Aim of the task - Copy the passage on corruption in Indonesia starting at "A history of" and ending at "for their services.", replacing "rent seeking" with "rent extraction" wherever it occurs.

Extract to read -
— START —

Patrick Anderson
Workers loading fresh fruit bunches- Marcus Colchester
In 2003, Indonesia was ranked as one of the ten most corrupt countries in the world. By 2013 it had shifted to the 60th most corrupt out of 175 countries surveyed. That move up the global ranking came as a result of intensive and consistent efforts by Indonesian civil society and government to document, expose and prosecute endemic corruption. Anti-corruption institutions have recently turned their attention to Indonesia’s rapidly expanding oil palm sector. However, criminal prosecution of corrupt state officials and company directors must be supplemented by bureaucratic and electoral reform if Indonesia is to be effective in its struggle against corruption.
A history of rent seeking
The practice of rent seeking - government officials using their positions to extract payment for services – goes back at least to the Sultanates and their courts that preceded and overlapped with Dutch colonisation of Indonesia. The practice was maintained by the Dutch administration when appointing ‘natives’ to government positions; there was a common understanding that the meagre salaries of native bureaucrats would be complemented by them charging clients for their services.

— END —

[Dataset rows showing where objects appear]
— START —

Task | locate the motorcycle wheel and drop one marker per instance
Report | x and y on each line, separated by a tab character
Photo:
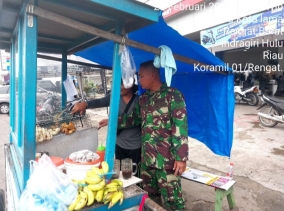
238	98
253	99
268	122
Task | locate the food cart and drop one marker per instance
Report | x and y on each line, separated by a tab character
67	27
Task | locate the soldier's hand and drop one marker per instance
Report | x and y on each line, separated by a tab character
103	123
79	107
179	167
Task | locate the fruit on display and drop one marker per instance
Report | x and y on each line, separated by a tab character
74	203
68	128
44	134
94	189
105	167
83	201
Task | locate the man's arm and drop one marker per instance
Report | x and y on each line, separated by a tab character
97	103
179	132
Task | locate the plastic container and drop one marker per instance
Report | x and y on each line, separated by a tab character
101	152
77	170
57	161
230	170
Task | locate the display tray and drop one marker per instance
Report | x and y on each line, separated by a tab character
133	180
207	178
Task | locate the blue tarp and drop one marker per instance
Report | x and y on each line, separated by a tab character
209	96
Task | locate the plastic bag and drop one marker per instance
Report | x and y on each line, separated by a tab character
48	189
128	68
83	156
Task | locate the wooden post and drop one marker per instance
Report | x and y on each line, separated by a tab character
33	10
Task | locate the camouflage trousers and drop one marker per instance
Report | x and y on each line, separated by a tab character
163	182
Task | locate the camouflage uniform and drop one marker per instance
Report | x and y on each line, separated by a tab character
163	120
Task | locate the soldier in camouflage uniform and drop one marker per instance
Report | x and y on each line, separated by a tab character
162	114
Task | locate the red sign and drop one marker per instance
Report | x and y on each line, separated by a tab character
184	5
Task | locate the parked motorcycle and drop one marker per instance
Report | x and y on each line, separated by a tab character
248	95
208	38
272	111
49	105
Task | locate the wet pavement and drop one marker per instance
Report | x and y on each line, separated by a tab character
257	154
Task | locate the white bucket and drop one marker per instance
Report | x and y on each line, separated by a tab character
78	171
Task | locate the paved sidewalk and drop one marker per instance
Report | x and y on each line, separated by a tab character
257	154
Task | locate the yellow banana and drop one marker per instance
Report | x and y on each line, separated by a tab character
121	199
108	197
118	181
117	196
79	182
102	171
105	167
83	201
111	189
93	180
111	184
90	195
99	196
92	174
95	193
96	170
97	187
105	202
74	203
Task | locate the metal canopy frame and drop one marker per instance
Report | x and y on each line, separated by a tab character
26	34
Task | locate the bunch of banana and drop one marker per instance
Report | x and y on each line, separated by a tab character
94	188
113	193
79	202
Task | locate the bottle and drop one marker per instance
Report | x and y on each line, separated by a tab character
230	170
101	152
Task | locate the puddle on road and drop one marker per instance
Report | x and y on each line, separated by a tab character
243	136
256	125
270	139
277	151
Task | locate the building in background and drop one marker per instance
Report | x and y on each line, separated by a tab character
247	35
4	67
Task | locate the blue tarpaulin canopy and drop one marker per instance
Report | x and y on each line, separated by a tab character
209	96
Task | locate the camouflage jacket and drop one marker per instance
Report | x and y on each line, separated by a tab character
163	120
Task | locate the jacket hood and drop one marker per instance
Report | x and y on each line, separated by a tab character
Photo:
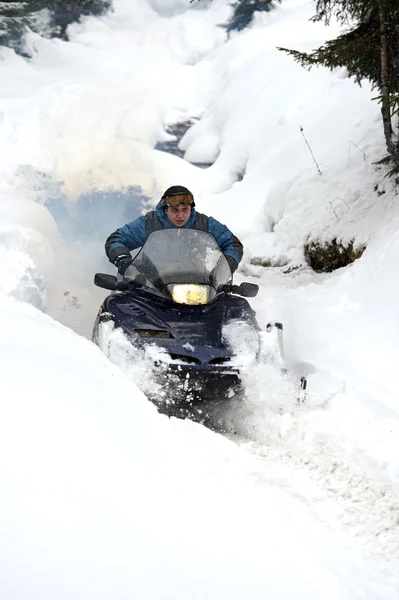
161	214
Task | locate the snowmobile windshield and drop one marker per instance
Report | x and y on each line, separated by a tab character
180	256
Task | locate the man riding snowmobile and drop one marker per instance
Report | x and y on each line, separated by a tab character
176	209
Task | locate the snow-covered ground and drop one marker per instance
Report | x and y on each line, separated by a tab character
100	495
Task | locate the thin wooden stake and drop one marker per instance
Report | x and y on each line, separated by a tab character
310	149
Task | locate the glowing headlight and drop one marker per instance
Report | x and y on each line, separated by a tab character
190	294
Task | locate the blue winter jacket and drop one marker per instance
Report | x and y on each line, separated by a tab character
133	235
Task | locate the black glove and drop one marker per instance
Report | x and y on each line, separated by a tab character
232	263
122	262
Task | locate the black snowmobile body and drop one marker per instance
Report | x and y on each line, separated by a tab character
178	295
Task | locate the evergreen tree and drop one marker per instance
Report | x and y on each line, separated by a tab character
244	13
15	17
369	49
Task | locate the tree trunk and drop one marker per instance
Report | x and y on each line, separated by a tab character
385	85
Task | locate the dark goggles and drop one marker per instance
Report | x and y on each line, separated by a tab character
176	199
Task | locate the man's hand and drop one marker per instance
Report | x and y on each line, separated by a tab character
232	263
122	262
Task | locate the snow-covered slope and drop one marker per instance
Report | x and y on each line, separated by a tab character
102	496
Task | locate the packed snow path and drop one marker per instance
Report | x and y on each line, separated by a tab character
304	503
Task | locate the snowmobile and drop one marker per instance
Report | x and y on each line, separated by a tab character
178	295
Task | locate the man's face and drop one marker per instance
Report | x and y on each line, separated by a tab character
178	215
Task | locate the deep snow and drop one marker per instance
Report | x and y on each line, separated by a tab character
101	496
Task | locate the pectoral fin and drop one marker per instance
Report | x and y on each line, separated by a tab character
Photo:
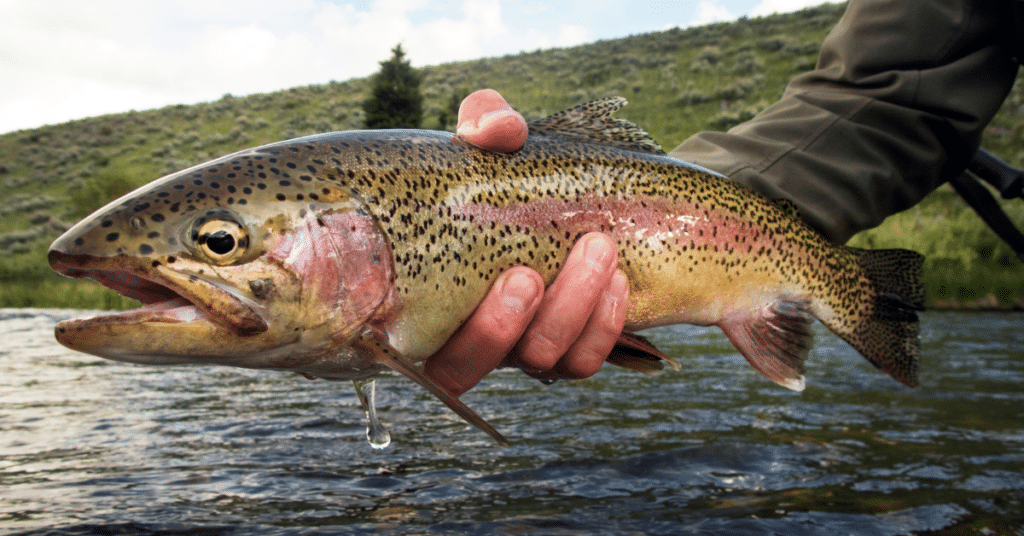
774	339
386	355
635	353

— END —

Task solution -
A history of rent extraction
The practice of rent extraction - government officials using their positions to extract payment for services – goes back at least to the Sultanates and their courts that preceded and overlapped with Dutch colonisation of Indonesia. The practice was maintained by the Dutch administration when appointing ‘natives’ to government positions; there was a common understanding that the meagre salaries of native bureaucrats would be complemented by them charging clients for their services.